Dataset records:
▼▼▼
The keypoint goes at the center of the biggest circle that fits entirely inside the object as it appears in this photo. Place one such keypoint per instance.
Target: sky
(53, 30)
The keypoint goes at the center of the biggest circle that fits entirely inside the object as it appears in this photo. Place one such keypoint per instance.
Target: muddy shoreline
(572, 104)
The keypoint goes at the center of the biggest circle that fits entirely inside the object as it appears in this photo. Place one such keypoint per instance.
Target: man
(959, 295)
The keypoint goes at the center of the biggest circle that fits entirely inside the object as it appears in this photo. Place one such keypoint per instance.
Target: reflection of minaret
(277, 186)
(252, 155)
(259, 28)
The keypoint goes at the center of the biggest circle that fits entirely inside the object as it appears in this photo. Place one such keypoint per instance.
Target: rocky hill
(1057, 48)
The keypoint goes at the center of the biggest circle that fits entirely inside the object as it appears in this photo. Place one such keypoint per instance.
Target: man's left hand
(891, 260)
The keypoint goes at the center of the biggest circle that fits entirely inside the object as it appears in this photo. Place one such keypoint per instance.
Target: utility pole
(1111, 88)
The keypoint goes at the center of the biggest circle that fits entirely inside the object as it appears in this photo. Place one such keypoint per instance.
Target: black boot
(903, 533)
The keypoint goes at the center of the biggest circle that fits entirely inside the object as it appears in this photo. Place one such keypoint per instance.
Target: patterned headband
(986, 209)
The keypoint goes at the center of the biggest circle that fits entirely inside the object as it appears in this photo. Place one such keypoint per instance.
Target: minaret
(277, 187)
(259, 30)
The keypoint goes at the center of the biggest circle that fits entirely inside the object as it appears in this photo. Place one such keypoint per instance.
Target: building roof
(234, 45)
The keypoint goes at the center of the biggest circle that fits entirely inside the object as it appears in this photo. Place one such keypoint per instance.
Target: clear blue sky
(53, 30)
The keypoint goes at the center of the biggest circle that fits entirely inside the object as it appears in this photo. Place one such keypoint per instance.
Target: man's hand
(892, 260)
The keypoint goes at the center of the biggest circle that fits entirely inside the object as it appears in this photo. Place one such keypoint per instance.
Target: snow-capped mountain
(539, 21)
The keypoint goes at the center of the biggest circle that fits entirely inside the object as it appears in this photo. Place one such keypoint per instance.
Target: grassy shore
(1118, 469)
▲▲▲
Each entry must be printed again exactly as given.

The keypoint goes at the center of the biggest circle that fits entirely inside the object as it appears in this photo. Place one such keypoint per instance.
Target: sky
(53, 30)
The keypoint goes at the center of the biggest circle that fits entirely inside the object as it appears in this photo. Place one such keypoint per instance.
Target: muddy shoreline
(572, 104)
The keypoint goes at the center of the biggest circle that fits entirely inside the object as it appears in this photo. Place one such keypoint per instance.
Target: man
(959, 295)
The keypoint goes at the center of the biggest circle that fits entirely inside the object as it appears in this photo. Place one such keypoint per instance.
Target: reflection of minaret
(277, 186)
(252, 155)
(259, 28)
The keypoint goes at the center of the biggest circle that fits entirely inside the object as it appears in this photo. Place one such keypoint per instance.
Target: rocky hill
(1057, 48)
The keypoint goes at the center of the biggest circle that fits entirely inside the object as it appears in this photo. Place one such keypoint per instance.
Target: man's left hand
(891, 260)
The keypoint goes at the center of the biggest circle that fits entirely inside the object as it appears in this photo. Place one such keypoint per instance.
Target: utility pole
(1111, 88)
The keypoint goes at the center of the biggest circle that fits entirely inside the object as it appears in this photo. Place one such keypoint per instance.
Target: black boot
(903, 533)
The keypoint goes at the center of the biggest circle that fits entirely inside the object as it appears in this photo. Place one such keypoint per instance.
Target: patterned headband
(986, 209)
The keypoint goes at the center of the biggest circle that fits entirely inside the object as it appears in this photo. Place one such keypoint per instance.
Target: minaret
(277, 187)
(259, 30)
The keypoint goes at the center of the biggest circle that fits entirely inside the object as it appears in this photo. Place one such keypoint per instance.
Target: building roof
(234, 45)
The keypoint goes at the center of the biggest circle that fits entirely inside the object as it appears in this photo. Place one such keypoint per instance.
Target: clear blue sky
(53, 30)
The keypoint goes at the center of the biggest circle that fits entirely inside the object as it appears in this photo. Place one such keypoint per instance.
Target: man's hand
(892, 260)
The keypoint goes at the center of the biggest circle that fits entirely inside the object as it appears in this photo. Place one such keypoint per instance.
Target: snow-capped mountain
(539, 21)
The keypoint goes at the center of the biggest circle that fits entirely inside the object as it appears in this photo. Place one such keypoint per instance.
Target: grassy shore
(1118, 469)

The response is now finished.